Source material –
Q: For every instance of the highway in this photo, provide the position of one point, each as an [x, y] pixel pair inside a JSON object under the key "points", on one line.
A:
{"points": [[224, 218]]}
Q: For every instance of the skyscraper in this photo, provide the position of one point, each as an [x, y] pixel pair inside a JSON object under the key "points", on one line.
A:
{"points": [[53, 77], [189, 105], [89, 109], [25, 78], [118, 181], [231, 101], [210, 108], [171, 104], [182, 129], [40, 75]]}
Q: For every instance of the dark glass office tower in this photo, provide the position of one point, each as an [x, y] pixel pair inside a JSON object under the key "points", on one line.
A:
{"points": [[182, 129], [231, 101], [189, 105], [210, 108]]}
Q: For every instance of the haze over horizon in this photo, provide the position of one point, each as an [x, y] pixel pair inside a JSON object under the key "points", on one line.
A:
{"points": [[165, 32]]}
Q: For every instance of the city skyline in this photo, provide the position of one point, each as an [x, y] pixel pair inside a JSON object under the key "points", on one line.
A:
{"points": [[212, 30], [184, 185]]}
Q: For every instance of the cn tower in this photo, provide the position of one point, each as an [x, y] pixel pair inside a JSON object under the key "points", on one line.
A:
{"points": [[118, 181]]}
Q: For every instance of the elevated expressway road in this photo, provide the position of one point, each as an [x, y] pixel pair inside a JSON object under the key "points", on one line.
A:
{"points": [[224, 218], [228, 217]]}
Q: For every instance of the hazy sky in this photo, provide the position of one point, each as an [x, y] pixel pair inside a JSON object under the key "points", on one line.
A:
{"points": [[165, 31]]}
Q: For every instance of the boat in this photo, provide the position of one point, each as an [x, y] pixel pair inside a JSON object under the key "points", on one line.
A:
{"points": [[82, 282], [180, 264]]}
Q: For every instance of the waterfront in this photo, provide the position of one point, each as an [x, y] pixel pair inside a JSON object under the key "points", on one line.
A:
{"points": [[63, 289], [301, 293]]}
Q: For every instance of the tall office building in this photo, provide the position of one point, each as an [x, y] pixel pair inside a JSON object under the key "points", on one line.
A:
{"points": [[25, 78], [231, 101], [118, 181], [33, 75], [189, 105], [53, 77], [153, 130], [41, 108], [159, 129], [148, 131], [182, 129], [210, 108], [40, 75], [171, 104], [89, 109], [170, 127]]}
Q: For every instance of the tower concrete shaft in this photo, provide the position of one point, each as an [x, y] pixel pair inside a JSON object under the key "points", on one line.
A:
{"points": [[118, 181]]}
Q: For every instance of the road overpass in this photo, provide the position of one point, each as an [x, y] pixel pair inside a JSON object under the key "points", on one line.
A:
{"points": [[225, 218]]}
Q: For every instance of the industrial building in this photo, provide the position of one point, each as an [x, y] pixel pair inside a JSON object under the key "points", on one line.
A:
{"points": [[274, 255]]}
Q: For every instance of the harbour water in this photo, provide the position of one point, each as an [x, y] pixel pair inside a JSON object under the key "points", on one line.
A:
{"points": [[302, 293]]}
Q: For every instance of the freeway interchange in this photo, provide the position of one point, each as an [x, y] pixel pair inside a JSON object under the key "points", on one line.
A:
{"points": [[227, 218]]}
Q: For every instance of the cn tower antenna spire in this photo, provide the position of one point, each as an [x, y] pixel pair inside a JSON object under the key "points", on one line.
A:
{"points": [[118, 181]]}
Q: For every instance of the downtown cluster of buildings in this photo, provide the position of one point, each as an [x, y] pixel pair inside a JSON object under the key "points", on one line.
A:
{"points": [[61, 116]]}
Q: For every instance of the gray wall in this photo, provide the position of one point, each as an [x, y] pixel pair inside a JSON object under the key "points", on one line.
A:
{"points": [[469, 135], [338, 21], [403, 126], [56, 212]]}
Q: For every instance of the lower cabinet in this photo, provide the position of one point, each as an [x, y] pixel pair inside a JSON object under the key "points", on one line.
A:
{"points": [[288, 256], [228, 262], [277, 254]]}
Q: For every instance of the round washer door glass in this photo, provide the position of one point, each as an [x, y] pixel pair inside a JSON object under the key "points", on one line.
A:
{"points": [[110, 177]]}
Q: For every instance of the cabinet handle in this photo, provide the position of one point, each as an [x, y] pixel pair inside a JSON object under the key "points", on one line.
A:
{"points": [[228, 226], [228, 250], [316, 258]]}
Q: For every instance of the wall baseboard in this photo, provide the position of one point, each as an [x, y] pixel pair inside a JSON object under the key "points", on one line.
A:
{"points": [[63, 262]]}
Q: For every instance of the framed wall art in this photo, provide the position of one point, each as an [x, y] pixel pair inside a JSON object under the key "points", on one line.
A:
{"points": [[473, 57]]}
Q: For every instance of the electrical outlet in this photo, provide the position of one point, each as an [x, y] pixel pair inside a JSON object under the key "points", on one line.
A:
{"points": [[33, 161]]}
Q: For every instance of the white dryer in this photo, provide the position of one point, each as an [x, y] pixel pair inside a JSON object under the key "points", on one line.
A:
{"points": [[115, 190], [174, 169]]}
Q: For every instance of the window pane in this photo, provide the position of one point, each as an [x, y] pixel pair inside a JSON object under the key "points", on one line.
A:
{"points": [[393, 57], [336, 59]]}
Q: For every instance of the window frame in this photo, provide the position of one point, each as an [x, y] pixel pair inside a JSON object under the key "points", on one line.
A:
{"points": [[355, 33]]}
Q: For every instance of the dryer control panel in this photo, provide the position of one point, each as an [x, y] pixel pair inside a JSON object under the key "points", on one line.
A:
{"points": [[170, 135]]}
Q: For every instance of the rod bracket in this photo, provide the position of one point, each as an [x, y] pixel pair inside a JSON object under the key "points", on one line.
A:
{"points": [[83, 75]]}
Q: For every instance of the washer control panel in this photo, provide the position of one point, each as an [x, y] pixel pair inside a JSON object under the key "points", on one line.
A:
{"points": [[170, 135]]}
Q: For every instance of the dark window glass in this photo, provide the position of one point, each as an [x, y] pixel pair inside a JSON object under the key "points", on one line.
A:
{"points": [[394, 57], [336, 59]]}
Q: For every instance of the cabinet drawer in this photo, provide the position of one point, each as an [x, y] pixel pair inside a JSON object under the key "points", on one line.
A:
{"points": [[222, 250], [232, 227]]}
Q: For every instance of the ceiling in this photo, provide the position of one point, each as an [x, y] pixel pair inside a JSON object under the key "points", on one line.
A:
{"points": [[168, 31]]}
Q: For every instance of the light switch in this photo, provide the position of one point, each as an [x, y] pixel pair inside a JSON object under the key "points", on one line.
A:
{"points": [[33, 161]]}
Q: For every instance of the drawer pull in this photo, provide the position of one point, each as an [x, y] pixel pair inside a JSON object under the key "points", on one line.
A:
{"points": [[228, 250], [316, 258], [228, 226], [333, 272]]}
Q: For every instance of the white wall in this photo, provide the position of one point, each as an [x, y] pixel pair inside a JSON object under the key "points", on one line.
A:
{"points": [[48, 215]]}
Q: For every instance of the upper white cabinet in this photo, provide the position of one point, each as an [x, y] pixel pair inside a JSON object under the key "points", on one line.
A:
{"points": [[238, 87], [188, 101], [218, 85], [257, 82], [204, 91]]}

Written task – The required output is the exact sequence of lines from the one containing "Q: For every instance of the white wall" through the end of the listing, both endpoints included.

Solution –
Q: For every instance of the white wall in this photo, provide the position of one point, each as an [x, y] pixel pair inside a JSON object under the key "points", on one line.
A:
{"points": [[48, 215]]}
Q: For every instance of the upper white cabinet in this photo, provide the position of one point, each as an [x, y] pixel pair inside a JSON object under the key "points", on one line.
A:
{"points": [[238, 87], [188, 101], [218, 85], [257, 82], [204, 91]]}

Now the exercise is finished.